▸ **Exercise passage**:
»»
By Diane Batshaw Eisman, M.D. FAAP Doctor Eisman is in Family Practice in Aventura, Florida with her partner, Dr. Eugene Eisman, an internist/cardiologist

As I opened the refrigerator door in search of that last piece of cake hidden in the bottom freezer shelf, I was assaulted.

Pieces of Ice came loudly tumbling out, overflowing shelves, and catapulting themselves onto the floor

This was not acceptable behavior!!!

It was our own refrigerator. How could it do that to us! I felt personally affronted by this device. Why couldn’t it just behave?

After the offender was repaired and the floor mopped, I thought about ice. People have been using ice for a long time to protect foods from perishing, even before electricity was readily available in the home.

Many years ago, even before I was born, ancient people stored their food in nearby cold lakes and rivers. And then in winter, they dug pits into the ground and covered the food with snow and ice.

I cannot imagine lugging stuff down to the river or to those wintery storage pits and then dragging my perishables back to my house.

Things got a little better when the 1800s rolled around. Somebody had the bright idea of building cabinets made of wood or metal. And if you had one of these new-fangled iceboxes, you could have an ice company deliver ice to you. A little better. But still, it is hard for me to conjure up an image of walking outside to my icebox, carrying a container with a tool to chip away at the ice and then carting it back to my house.

When were refrigerators born? What fertile mind first thought of a refrigerator right inside your home?

Dr. William Cullen was a Scottish physician at the University of Edinburgh holding a dual position in Chemistry and Medicine. In 1756, he was the first to publically demonstrate artificial refrigeration. He had a container filled with diethyl ether. Using a pump he was able to create a partial vacuum over the container, which lowered the boiling point of the diethyl ether. The ether boiled absorbing heat from the surroundings of the container… and voila! the end product was a tiny amount of ice.
Of course, it was not practical for home use; but it was a start.

Inevitably, the first refrigerator for home use arrived.
««
▸ **Work request A**: In the refrigeration essay, what year did Dr. William Cullen first demonstrate artificial refrigeration in public?
▸ **Work request B**: Reproduce the refrigeration essay word for word from "Many years ago, even" up to and including "snow and ice.".

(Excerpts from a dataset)
»»
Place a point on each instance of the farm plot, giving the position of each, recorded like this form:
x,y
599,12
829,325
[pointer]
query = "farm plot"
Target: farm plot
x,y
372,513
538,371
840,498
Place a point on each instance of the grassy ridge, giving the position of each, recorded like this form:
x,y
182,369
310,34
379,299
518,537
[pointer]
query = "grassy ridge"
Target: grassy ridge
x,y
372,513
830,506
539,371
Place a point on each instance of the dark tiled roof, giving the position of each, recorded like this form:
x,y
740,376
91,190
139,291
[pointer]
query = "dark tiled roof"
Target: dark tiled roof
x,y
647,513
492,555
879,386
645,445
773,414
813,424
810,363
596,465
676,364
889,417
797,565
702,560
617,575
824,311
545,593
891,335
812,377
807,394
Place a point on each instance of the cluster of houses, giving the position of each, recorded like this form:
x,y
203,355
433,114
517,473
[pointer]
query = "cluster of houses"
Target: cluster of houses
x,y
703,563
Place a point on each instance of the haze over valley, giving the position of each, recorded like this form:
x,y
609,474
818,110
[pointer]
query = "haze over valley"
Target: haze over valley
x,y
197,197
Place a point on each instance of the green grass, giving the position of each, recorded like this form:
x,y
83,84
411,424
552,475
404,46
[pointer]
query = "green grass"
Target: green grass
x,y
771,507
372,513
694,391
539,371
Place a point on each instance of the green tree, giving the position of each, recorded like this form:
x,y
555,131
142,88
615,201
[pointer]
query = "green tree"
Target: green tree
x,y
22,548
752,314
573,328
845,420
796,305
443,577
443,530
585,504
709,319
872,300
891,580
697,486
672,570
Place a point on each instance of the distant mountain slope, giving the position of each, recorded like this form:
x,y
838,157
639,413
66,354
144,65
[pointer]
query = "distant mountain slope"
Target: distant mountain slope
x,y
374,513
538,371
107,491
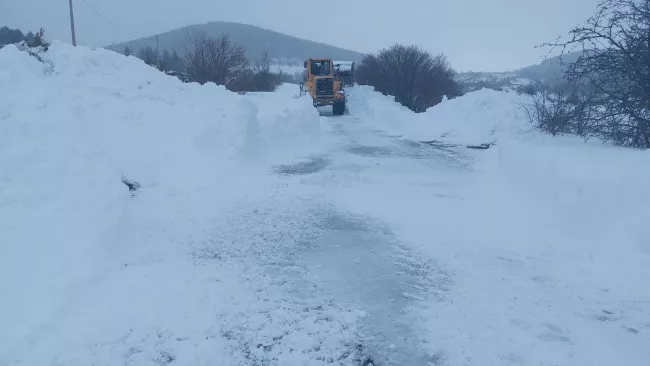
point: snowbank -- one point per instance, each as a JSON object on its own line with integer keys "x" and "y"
{"x": 91, "y": 272}
{"x": 476, "y": 118}
{"x": 547, "y": 237}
««
▸ **Written solution A**: 1756

▸ **Written solution B**:
Many years ago, even before I was born, ancient people stored their food in nearby cold lakes and rivers. And then in winter, they dug pits into the ground and covered the food with snow and ice.